Mandatory Vaccines, Sanctioning, and University Implementation.
Welcome to the first blog, of the ASCA Chats for the Fall 2021 Semester! This is not Christine Simone… sorry to disappoint… but allow me to introduce myself. My name is Dr. Alexandra E. Hughes, and I am the Education Specialist for ASCA! I started full-time with ASCA this summer- so it's nice to meet you!
That being said, I did it! I hosted the first ASCA Chat of the Fall Semester, titled: Mandatory Vaccines, Sanctioning, and University Implementation. Essentially, if you are new to ASCA or new to the Chats- Christine Simone, our Deputy Director—started the “Chats” around the beginning of COVID-19, which was March of 2020—when we didn't understand what virtual life was nor what it meant for ourselves, careers or future. The chats were a success, and so we decided to bring them back. Because as the world keeps changing- the demands of our jobs keep changing. For the Fall 2021 semester, a lot of institutions were "back" in-person full-time. Part of that "back" has been where many institutions are requiring vaccines (either both or at least the first dosage) to be enrolled.
Now. This is not a blog post about personal views on whether or not the Vaccine should or should not be mandated.What this post is about- is that the University Leadership had decided that Vaccines are mandated and has tasked our offices with the implementation of this mandate.
So, let's get started with some of the things that were talked about in the Chat, and hopefully, this helps to give you some ideas.
Practical Ways to Implement the Mandatory Vaccine Requirements?

§ §

Directions for this task: Resume the blog post on implementing mandatory vaccine requirements, starting after its final heading, "Practical Ways to Implement the Mandatory Vaccine Requirements?"

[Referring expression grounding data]
§ §

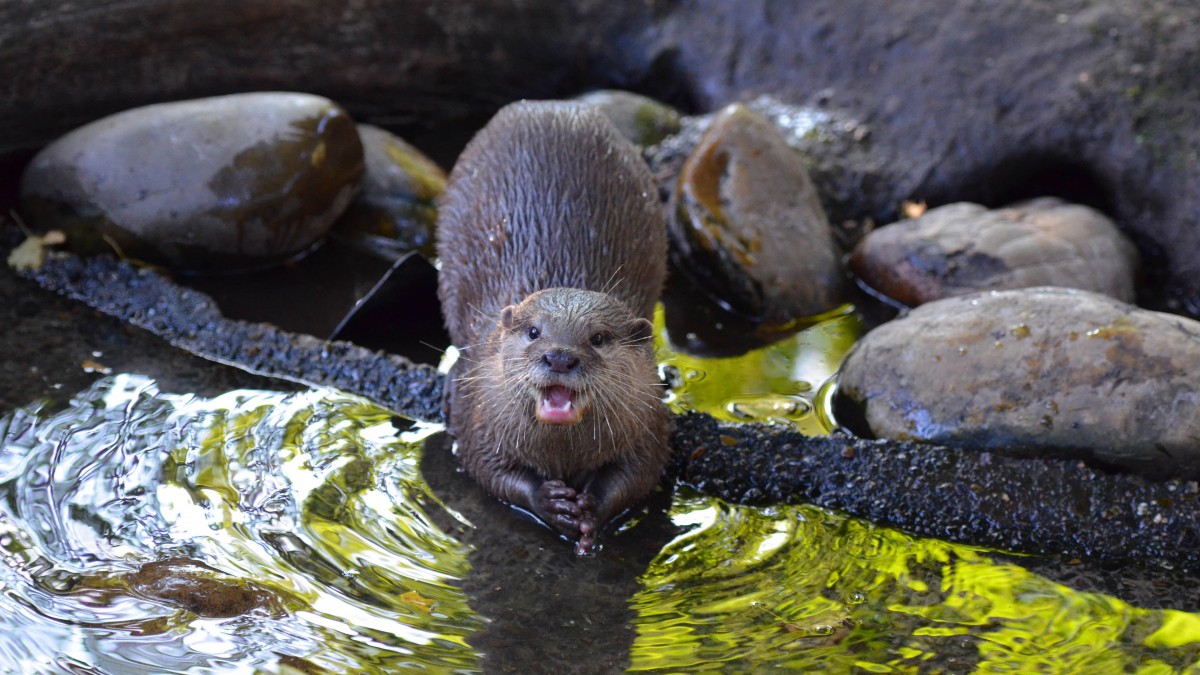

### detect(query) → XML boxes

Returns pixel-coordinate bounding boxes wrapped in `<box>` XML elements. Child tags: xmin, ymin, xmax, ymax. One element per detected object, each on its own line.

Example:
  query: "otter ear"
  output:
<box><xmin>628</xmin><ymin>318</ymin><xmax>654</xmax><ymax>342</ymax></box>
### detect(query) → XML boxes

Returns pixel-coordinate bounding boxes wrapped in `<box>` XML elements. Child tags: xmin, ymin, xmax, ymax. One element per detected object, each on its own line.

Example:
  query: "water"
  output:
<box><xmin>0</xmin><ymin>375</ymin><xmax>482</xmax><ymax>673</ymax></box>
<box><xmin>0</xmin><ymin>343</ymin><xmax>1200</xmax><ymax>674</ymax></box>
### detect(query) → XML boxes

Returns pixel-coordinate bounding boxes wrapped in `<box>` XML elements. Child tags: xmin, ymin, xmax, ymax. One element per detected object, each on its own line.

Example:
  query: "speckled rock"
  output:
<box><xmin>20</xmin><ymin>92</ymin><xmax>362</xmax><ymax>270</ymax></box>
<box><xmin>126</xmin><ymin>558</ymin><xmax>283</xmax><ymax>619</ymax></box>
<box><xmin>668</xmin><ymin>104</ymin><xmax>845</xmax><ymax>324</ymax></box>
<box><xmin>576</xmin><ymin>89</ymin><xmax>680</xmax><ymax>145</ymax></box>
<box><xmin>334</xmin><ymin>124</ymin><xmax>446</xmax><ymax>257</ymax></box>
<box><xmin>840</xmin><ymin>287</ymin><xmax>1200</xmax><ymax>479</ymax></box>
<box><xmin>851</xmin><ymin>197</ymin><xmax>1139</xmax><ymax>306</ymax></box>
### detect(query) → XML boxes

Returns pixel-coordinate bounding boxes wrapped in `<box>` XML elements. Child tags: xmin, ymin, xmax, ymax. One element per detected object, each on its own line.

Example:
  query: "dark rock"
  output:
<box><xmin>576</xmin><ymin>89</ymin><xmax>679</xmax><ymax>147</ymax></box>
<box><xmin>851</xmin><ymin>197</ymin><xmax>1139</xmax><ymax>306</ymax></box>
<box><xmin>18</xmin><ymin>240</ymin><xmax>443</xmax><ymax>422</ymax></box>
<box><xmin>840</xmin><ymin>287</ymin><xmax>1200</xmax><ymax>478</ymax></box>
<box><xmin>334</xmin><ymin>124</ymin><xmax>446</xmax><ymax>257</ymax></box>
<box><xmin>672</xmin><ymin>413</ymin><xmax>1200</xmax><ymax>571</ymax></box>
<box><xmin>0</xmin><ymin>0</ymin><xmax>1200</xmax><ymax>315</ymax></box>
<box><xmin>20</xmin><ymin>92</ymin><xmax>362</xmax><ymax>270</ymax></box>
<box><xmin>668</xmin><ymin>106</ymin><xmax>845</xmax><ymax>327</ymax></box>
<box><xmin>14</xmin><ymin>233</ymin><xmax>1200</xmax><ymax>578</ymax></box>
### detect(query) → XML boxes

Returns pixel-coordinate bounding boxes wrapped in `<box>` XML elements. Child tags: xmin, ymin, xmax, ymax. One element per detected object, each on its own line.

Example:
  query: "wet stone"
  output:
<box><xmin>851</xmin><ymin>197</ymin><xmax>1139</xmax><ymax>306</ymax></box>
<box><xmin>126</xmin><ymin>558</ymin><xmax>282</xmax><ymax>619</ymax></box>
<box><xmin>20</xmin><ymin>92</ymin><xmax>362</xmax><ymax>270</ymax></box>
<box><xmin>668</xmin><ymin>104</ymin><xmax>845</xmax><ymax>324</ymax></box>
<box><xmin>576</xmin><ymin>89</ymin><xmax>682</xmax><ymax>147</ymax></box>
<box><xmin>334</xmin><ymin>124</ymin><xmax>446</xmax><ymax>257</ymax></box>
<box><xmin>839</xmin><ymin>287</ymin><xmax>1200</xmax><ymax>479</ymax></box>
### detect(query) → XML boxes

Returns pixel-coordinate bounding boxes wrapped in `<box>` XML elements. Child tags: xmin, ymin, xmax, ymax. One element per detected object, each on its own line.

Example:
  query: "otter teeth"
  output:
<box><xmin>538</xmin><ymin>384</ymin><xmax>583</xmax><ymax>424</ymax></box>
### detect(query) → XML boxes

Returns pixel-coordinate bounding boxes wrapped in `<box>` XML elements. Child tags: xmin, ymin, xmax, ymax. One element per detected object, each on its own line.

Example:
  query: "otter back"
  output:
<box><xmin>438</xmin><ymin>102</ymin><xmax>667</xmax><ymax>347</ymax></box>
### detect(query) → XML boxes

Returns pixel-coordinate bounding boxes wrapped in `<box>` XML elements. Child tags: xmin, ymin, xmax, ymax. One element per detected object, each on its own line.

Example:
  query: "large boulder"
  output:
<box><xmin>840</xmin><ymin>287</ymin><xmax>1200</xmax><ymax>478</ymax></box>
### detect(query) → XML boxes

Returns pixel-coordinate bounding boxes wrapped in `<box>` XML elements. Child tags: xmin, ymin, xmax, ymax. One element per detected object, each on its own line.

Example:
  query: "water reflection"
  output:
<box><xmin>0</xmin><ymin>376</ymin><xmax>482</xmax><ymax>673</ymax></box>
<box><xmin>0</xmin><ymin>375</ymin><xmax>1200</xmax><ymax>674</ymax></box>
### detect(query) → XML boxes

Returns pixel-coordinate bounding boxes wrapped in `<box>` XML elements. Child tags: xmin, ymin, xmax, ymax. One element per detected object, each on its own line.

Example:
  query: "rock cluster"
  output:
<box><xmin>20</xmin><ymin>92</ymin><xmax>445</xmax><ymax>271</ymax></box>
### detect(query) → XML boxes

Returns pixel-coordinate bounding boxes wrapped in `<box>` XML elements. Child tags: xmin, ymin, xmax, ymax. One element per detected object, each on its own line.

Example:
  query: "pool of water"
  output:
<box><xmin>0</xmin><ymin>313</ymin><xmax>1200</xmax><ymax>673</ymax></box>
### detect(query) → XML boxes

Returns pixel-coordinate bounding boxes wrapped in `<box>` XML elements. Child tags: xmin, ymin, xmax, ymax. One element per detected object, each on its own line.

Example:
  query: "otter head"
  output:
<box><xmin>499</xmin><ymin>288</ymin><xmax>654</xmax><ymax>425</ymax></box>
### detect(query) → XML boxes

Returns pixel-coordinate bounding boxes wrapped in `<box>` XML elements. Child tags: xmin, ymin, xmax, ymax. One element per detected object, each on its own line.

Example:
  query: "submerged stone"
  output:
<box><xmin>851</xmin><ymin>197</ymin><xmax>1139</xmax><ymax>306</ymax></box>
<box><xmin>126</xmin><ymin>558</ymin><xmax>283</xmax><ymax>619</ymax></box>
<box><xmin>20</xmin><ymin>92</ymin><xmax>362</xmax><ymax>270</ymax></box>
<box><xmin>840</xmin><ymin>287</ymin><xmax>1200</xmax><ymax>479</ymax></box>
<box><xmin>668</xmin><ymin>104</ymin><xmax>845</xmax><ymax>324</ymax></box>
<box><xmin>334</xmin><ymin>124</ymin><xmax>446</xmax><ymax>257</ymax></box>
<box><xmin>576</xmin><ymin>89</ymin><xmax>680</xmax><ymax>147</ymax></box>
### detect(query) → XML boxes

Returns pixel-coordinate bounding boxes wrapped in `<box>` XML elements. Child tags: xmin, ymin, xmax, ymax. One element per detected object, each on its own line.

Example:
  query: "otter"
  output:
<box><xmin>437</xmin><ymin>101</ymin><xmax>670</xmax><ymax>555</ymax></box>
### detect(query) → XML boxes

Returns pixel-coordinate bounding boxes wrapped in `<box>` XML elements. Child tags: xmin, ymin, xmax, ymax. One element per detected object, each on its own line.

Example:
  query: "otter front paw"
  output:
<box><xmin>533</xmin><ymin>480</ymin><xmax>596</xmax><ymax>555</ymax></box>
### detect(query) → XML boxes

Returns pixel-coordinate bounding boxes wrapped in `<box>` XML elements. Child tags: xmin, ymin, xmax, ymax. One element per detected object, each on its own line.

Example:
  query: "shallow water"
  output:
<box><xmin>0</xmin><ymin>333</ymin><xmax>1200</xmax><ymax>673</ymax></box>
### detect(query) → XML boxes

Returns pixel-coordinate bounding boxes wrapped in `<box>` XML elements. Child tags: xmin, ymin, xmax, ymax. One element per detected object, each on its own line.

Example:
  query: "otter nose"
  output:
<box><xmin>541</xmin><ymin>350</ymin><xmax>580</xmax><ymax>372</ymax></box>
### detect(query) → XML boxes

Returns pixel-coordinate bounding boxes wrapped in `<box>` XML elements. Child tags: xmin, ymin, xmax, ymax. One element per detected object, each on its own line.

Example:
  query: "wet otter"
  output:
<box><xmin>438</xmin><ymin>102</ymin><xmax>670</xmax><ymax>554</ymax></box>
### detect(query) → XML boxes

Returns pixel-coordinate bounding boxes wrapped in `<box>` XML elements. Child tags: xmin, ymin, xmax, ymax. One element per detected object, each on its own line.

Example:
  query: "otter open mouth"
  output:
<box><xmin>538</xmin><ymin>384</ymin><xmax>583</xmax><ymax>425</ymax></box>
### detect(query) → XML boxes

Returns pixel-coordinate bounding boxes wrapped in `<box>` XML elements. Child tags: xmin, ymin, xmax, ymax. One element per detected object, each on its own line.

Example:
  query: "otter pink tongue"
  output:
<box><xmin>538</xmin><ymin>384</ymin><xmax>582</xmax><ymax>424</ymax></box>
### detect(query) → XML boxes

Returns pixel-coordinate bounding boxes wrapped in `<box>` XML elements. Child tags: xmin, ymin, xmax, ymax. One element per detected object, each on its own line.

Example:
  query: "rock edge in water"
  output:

§ §

Answer below:
Some schools have partnered with their student health service departments on campus- which serves as the primary place for students to deal with all COVID-19 related things (which makes sense….it is a health concern). Student Health Services is then sending the first notice to students to let them know that the office has not received their vaccination information and that if the student does not submit the paperwork—they will have a “student health services hold”. Then, if the student still has not submitted their paperwork, their names will be forwarded to the student conduct office. I think this is where the consensus around the process lies:
- The student conduct office will send a letter through a trackable system, to the student, letting them know that they have not met the university requirements of showing proof of vaccination. (Theoretically, the student would upload it)
- After no response/ upload to the university system, a second letter goes out.
- A possible 3rd, 4th, or 5th, letter may go out to the student (even weekly notifications) at the discretion of the office.
- After a determined about of notifications—offices are either placing a hold, assigning learning modules and conduct records, or even seeking separation from the institution.
When asked if there were any groups of students that would not be required to be vaccinated to be enrolled, it would be those students that have submitted requests per medical or religious accommodations—and are of course assessed by the respective person at that institution. There was a school that said they had an option for “personal objection” and those students had to follow the same weekly testing and protocol for those students that fit into the medical or religious exemptions.
Something to think about is for residential campuses- how to handle a vaccinated student living with an unvaccinated student…. that came up for an institution. - Honestly, that sounds like a good topic to discuss on the podcast- it's a whole rabbit hole of a discussion (including HIPPA laws, discrimination, etc. )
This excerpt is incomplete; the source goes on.